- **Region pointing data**
########################################
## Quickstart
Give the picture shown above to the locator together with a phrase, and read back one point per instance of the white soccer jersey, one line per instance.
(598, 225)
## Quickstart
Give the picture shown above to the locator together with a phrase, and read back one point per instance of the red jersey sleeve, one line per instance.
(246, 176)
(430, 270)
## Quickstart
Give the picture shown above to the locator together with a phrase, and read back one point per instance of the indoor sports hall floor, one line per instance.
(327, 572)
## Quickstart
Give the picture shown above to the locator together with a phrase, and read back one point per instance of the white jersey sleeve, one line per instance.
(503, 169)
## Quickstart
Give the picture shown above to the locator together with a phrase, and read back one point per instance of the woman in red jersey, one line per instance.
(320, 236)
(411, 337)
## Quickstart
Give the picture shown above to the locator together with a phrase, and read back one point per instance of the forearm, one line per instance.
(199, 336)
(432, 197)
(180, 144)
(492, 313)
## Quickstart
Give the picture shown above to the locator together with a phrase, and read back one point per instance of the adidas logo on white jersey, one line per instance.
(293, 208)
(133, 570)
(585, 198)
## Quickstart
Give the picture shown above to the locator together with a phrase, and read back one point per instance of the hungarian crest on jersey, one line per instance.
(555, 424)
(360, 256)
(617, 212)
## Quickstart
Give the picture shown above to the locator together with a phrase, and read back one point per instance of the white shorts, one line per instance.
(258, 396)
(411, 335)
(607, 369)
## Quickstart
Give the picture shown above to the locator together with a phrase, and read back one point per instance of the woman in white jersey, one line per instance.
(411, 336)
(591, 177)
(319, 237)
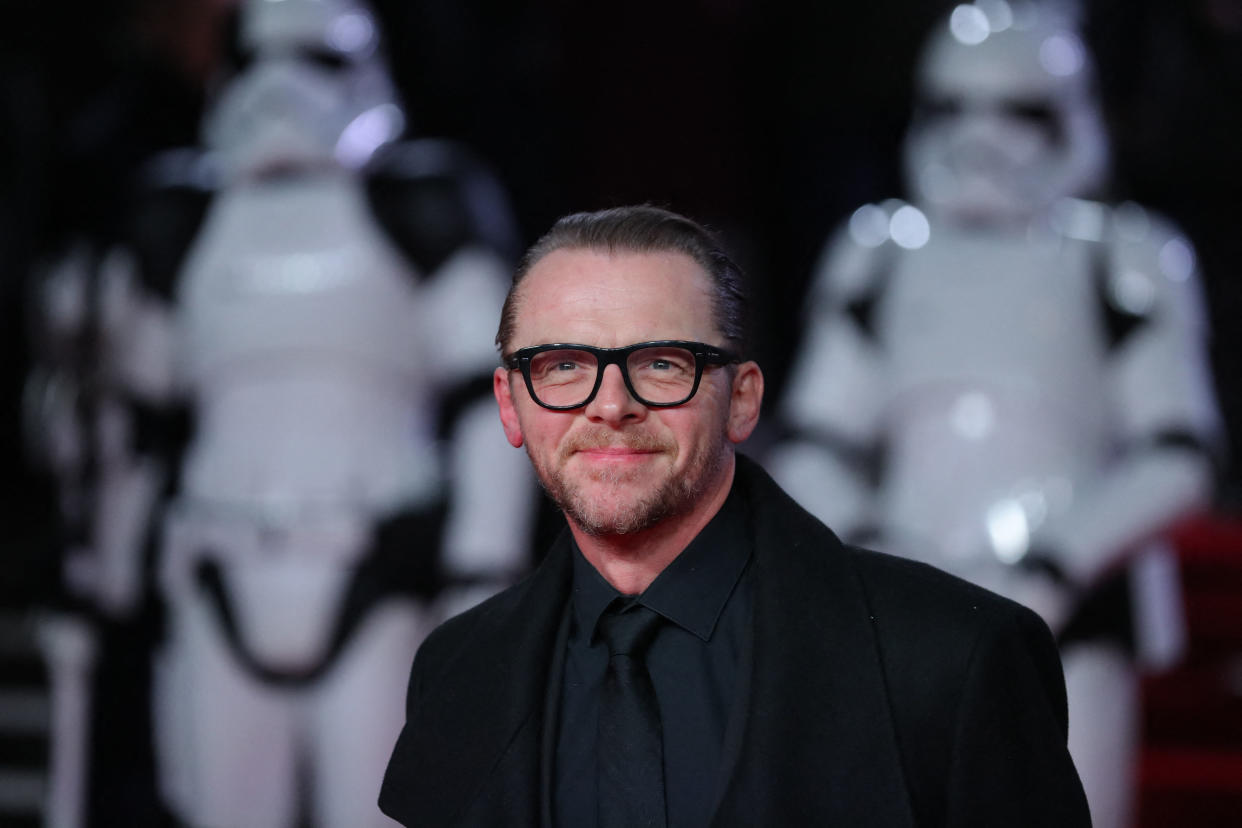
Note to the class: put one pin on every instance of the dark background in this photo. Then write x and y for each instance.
(769, 121)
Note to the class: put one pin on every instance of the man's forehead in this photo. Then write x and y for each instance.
(615, 294)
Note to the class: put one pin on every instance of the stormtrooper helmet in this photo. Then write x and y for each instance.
(312, 90)
(1006, 121)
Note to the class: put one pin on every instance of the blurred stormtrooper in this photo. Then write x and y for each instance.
(324, 298)
(1010, 381)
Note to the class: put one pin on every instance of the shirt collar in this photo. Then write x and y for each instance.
(692, 590)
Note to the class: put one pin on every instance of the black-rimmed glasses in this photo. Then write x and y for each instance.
(660, 374)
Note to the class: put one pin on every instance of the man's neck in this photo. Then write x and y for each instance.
(630, 562)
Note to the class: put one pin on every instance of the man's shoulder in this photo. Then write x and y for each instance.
(929, 603)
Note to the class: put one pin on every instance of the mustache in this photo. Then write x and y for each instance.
(598, 440)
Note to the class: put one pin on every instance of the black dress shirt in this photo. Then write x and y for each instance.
(696, 664)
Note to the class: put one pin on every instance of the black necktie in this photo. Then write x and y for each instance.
(630, 744)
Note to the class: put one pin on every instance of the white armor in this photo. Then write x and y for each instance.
(1009, 380)
(317, 350)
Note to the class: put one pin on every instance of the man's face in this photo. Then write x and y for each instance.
(615, 466)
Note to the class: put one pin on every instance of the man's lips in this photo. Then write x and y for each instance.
(616, 453)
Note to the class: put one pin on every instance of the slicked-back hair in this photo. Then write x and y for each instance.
(642, 229)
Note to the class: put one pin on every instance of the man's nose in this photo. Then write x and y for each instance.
(612, 402)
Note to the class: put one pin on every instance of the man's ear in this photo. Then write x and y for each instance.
(504, 400)
(745, 401)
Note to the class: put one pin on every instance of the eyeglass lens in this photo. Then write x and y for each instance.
(660, 374)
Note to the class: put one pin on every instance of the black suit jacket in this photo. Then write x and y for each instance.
(881, 693)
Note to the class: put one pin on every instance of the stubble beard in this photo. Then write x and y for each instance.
(617, 512)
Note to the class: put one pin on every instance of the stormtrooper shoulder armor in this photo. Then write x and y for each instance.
(167, 206)
(434, 198)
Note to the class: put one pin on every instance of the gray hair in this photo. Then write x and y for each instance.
(642, 229)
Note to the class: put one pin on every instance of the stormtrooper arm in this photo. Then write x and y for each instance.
(831, 410)
(491, 486)
(1164, 412)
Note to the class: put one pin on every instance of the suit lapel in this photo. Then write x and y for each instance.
(817, 744)
(471, 754)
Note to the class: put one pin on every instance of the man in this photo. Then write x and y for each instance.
(797, 682)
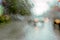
########################################
- **EXERCISE INSTRUCTIONS**
Repeat word for word, leaving out the pictures, each line of the records from the line that holds "the white armor" through the final one.

- **RESPONSE TO THIS TASK**
Note to the class: put one pin on every instance of the white armor in this photo. Then write x and y for each instance.
(1009, 380)
(317, 350)
Note to the class: put one pin on every instance of the man's face in this photo. Then write x and y for each instance.
(615, 466)
Note to the class: put one pin on every instance of the man's lips in this photo. Then write x and y for each instance.
(616, 453)
Note to the class: put one pin on every instance of the slicked-back hair in this photo. Then write x and y for each instance.
(642, 229)
Note to the class: put one pin on every instance of the man's nose in this photo. Then write x and y for each instance.
(612, 402)
Note to the class: put one pin on every instance of the man's ear in this photo. Then write x and y for each instance.
(504, 400)
(745, 401)
Note to the class: put one pin on every instance of the eyeglass lens in this photo. Then write x and y for each instance.
(660, 374)
Note to the class: put one pin on every instance of the black suit jacket in this photo. Then write x and y for each instance.
(881, 693)
Note to the class: put one pin on every instance of the stubble beard in this photo. Then write x and y for each instance.
(617, 512)
Note to the class: put one pin on every instance of the stormtrooper shoulder armor in this photo. Then write x and y for each instance.
(167, 206)
(434, 198)
Note to the class: put one pin on every instance of the gray hair in this photo. Then write x and y for each instance.
(642, 229)
Note to the class: put one pin on every instance of the stormtrooper arm in this photo. Then write x and y for each instance.
(831, 410)
(491, 486)
(1164, 412)
Note to the class: put one pin on every instance of the suit lapel in this photo. Then write x and y for each instance.
(817, 744)
(471, 754)
Note to the class: put one pin on every instance of the man in this photo. Then write x and y for each instance.
(797, 682)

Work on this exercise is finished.